→ ASSIGNED TASK 1:
Answer these from the liver cancer article:
(a) At what event were the new findings presented?
(b) Which country had the highest overall liver cancer incidence in 2015?
(c) What was the age-standardized liver cancer mortality rate per 100,000 for US males in 2014?
→ ASSIGNED TASK 2:
From the liver cancer article, return word for word the passage that begins at the words "According to data, in" and stops after "6.2 in 2014.".

Liver cancer is the leading cause of cancer deaths worldwide. Now, new findings presented at the Global Hepatitis Summit reveal that liver cancer rates and deaths have doubled since the 1990s in the United States and other high-income countries, reports Medscape.
Researchers also discovered that liver cancer is the only major cancer in the United States, Canada, Australia and the United Kingdom with an increasing mortality rate.
According to data, in 2015, the United Kingdom had the overall highest liver cancer incidence, followed by the United States. Australia and Canada had lower but significant incidence rates.
In addition, liver cancer mortality increased greatly among men and women. In the United States, the age-standardized mortality rates per 100,000 were 5.6 (males) and 3.1 (females) in 1993. These rates increased to 11.6 and 6.2 in 2014.
“Many of these liver cancers strike people in their 50s when they are still of working age,” said Morris Sherman, MD, emeritus professor of medicine, University Health Network and the University of Toronto in Canada.
Sherman pointed to the obesity epidemic and infection with hepatitis B and hepatitis C virus as causes for the uptick in liver cancer incidence and deaths.
For one, obesity has caused many people to develop non-alcoholic fatty liver disease, which can progress to liver cancer. Adults aging with hepatitis B and C are also more likely to develop liver cancer.
The American Cancer Society estimates that more than 700,00 people are diagnosed with liver cancer annually around the world.
“Caught early, liver cancer is largely curable,” Sherman said. “And we could make a huge impact on future liver cancer rates by investing more resources in screening and diagnosis of hepatitis B and C.”

→ RECORDS SHOWN:
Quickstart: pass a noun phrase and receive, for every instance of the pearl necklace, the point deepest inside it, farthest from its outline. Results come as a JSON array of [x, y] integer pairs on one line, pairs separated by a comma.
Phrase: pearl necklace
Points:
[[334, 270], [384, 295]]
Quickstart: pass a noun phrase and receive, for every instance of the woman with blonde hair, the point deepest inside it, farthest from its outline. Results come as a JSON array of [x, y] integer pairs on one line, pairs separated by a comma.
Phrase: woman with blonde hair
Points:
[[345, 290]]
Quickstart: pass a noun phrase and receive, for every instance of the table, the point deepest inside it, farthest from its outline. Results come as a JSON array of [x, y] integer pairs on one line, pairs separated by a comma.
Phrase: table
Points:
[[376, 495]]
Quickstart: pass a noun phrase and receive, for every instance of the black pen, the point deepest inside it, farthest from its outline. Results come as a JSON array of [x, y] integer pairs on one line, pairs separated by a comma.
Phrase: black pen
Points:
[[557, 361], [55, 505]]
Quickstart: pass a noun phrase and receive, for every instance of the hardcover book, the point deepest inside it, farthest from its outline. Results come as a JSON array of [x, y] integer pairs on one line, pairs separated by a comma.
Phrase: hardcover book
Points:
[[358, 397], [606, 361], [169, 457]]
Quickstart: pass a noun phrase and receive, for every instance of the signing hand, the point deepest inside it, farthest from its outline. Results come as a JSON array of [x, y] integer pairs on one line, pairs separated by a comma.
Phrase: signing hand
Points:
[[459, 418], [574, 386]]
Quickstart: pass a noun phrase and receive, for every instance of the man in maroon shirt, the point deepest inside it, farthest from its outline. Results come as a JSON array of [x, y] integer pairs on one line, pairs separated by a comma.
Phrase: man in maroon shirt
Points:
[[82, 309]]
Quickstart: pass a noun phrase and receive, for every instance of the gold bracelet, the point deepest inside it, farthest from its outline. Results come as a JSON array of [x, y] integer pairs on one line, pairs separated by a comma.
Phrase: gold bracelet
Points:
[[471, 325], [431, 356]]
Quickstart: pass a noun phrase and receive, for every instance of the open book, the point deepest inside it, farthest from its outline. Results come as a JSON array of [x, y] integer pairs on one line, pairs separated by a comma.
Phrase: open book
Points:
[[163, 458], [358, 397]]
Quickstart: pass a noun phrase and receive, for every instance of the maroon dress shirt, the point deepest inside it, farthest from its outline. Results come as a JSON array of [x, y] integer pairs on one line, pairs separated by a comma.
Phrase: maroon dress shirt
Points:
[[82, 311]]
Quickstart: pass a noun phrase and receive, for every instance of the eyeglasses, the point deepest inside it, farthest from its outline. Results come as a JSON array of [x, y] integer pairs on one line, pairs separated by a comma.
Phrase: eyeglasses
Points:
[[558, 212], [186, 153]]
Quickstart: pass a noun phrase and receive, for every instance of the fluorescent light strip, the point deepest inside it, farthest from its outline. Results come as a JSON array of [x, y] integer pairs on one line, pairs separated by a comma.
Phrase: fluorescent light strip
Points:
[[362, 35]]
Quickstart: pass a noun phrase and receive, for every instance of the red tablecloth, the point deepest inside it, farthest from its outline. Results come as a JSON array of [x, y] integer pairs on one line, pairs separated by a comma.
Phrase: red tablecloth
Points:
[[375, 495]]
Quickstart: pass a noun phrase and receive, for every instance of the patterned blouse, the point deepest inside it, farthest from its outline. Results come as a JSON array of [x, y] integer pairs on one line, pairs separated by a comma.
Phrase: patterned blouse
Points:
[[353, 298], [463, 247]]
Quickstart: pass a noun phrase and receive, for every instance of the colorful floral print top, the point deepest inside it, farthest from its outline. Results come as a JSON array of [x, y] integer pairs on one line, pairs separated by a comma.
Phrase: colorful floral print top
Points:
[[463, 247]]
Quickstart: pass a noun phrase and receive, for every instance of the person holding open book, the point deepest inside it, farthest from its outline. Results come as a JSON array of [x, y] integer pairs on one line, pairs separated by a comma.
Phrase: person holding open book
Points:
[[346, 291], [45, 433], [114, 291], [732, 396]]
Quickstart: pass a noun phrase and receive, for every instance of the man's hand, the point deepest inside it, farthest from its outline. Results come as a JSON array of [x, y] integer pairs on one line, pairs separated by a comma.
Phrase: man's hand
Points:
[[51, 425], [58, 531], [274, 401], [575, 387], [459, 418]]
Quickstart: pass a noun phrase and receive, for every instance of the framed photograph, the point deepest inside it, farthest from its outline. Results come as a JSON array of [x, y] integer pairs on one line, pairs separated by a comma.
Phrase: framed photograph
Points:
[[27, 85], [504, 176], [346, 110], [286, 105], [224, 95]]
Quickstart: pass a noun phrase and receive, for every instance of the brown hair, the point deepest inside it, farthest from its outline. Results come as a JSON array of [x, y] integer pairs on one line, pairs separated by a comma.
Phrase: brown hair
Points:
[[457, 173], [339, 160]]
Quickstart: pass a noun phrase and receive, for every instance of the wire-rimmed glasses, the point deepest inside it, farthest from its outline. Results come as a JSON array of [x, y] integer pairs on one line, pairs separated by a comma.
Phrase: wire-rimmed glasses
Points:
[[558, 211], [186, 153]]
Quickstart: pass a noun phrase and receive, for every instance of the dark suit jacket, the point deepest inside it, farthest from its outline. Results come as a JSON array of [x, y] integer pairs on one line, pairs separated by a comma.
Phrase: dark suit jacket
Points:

→ TASK SOLUTION 1:
(a) The Global Hepatitis Summit
(b) The United Kingdom
(c) 11.6

→ TASK SOLUTION 2:
According to data, in 2015, the United Kingdom had the overall highest liver cancer incidence, followed by the United States. Australia and Canada had lower but significant incidence rates.
In addition, liver cancer mortality increased greatly among men and women. In the United States, the age-standardized mortality rates per 100,000 were 5.6 (males) and 3.1 (females) in 1993. These rates increased to 11.6 and 6.2 in 2014.